**** EXTRAIT DU TEXTE

Un enfièvrement mondial (ou presque)

Le monde s’enfièvre-t-il en luttes sociales ? De Bagdad à Beyrouth, de Paris à Santiago, d’Alger à Quito s’égrènent des manifestations et crises sociales d’abord jugées comme sporadiques et qui pourtant durent. Un paradigme semble même se dessiner. D’abord un pays chauffé à blanc par une situation économique mauvaise ou morose. Sur ce terreau, une colère se cristallise après une décision publique apparemment en peccadille budgétaire. Cette colère s’approfondit et s’élargit à d’autres doléances en suspens. S’en suit une réponse autoritaire de l’Etat, avec l’armée déployée qui vient s’ajouter au maintien policier de l’ordre. (...)

Tous ont pris l’engagement de restructurer leurs politiques économiques, donc sociales, selon une orthodoxie libérale portée par des instances internationales telles le Fonds Monétaire International (FMI), la Banque mondiale ou les instances européennes pour la France. Ces institutions financières internationales prêtent aussi de l’argent à leurs pays membres en proie à des difficultés économiques. Mais cet argent n’est pas « gratuit ». Il se paye en contreparties lourdes faites de politiques d’ajustement structurel, de cahier des charges qui prévoit une mise au pas ordo-libéral du marché du travail, du marché intérieur national, d’ingérences dans les choix de politique économique. Parmi ces mesures normatives, figurent souvent la dévaluation de la monnaie du pays et la libéralisation des prix des produits de base. Ceux-là même qui, subventionnés par l’Etat, sont consommés par les plus pauvres. Conséquences de cette orthodoxie financière comme credo ? Le risque de l’anathème futur en cas d’écart de la doxa. Mais aussi un marché intérieur ouvert aux quatre vents, un Etat factotum de décisions prises hors tout choix démocratique et impulsée depuis les centres névralgiques du pouvoir économique mondial. Une coupe réglée des dépenses de l’Etat qui limite de facto et de jure la souveraineté de l’Etat.

L’Etat privilégiera aussi les coupes dans les dépenses sociales plutôt que dans les dépenses régaliennes (police et armée) qui le structurent encore comme source de violence légitime. Car il faut bien que ce bras armé subsiste, voire soit renforcé, pour contrer tout mouvement de la population en opposition à ces restructurations, qui n’ont de structurantes d’ailleurs que le nom. (...)

********
**** MATÉRIEL FOURNI

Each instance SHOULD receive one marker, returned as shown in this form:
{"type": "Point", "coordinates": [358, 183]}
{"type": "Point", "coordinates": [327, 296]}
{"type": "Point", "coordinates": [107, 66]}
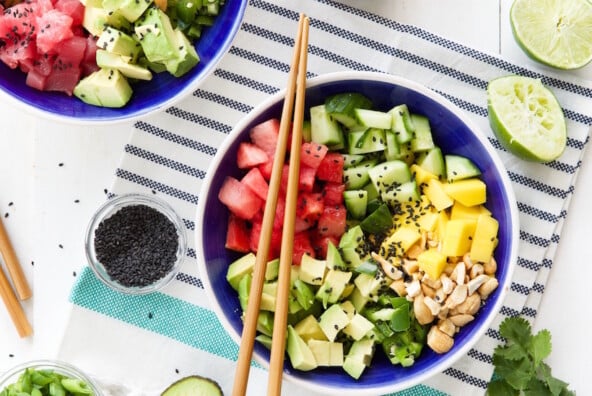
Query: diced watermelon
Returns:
{"type": "Point", "coordinates": [238, 235]}
{"type": "Point", "coordinates": [255, 181]}
{"type": "Point", "coordinates": [239, 198]}
{"type": "Point", "coordinates": [332, 221]}
{"type": "Point", "coordinates": [311, 154]}
{"type": "Point", "coordinates": [302, 245]}
{"type": "Point", "coordinates": [333, 193]}
{"type": "Point", "coordinates": [265, 136]}
{"type": "Point", "coordinates": [331, 168]}
{"type": "Point", "coordinates": [250, 155]}
{"type": "Point", "coordinates": [309, 207]}
{"type": "Point", "coordinates": [53, 27]}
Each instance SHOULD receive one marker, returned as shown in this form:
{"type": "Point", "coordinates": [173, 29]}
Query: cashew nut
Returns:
{"type": "Point", "coordinates": [439, 341]}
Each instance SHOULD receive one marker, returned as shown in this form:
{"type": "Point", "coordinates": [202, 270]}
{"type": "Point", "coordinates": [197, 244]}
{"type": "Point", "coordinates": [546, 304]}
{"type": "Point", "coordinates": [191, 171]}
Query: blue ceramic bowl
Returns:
{"type": "Point", "coordinates": [455, 134]}
{"type": "Point", "coordinates": [162, 91]}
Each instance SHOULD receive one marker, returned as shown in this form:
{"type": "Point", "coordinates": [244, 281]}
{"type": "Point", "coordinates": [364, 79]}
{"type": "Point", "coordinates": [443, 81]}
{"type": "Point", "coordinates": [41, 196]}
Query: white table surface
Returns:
{"type": "Point", "coordinates": [54, 175]}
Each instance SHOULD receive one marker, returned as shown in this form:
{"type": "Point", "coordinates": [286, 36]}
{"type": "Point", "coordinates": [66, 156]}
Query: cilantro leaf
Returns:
{"type": "Point", "coordinates": [519, 366]}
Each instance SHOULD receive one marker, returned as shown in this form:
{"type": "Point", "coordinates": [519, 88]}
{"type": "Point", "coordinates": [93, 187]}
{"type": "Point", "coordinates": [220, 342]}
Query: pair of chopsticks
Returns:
{"type": "Point", "coordinates": [291, 119]}
{"type": "Point", "coordinates": [15, 310]}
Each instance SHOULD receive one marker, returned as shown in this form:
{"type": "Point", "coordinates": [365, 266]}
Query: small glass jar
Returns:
{"type": "Point", "coordinates": [110, 208]}
{"type": "Point", "coordinates": [56, 366]}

********

◆ **CONSIGNE 1**:
Reproduisez fidèlement le passage de l'extrait allant des mots « L’Etat privilégiera aussi » jusqu'aux mots « le nom. (...) ».
◆ **CONSIGNE 2**:
D'après l'extrait, quelles mesures normatives figurent souvent parmi les contreparties exigées par les institutions financières internationales ?
◆ **CONSIGNE 3**:
Indiquez si chacune des affirmations suivantes concorde avec l'extrait, en répondant par oui ou par non et en citant à l'identique les mots qui en décident : (a) les institutions financières internationales prêtent de l'argent à leurs pays membres en difficulté économique ; (b) l'État privilégie les coupes dans les dépenses de police et d'armée ; (c) l'argent prêté par ces institutions est gratuit.
Les items n'interviennent d'aucune manière dans ce travail.

◆ **RÉPONSE FINALE 1**:
L’Etat privilégiera aussi les coupes dans les dépenses sociales plutôt que dans les dépenses régaliennes (police et armée) qui le structurent encore comme source de violence légitime. Car il faut bien que ce bras armé subsiste, voire soit renforcé, pour contrer tout mouvement de la population en opposition à ces restructurations, qui n’ont de structurantes d’ailleurs que le nom. (...)

◆ **RÉPONSE FINALE 2**:
La dévaluation de la monnaie du pays et la libéralisation des prix des produits de base.

◆ **RÉPONSE FINALE 3**:
(a) Oui : « Ces institutions financières internationales prêtent aussi de l’argent à leurs pays membres en proie à des difficultés économiques. »
(b) Non : « L’Etat privilégiera aussi les coupes dans les dépenses sociales plutôt que dans les dépenses régaliennes (police et armée) »
(c) Non : « Mais cet argent n’est pas « gratuit ». »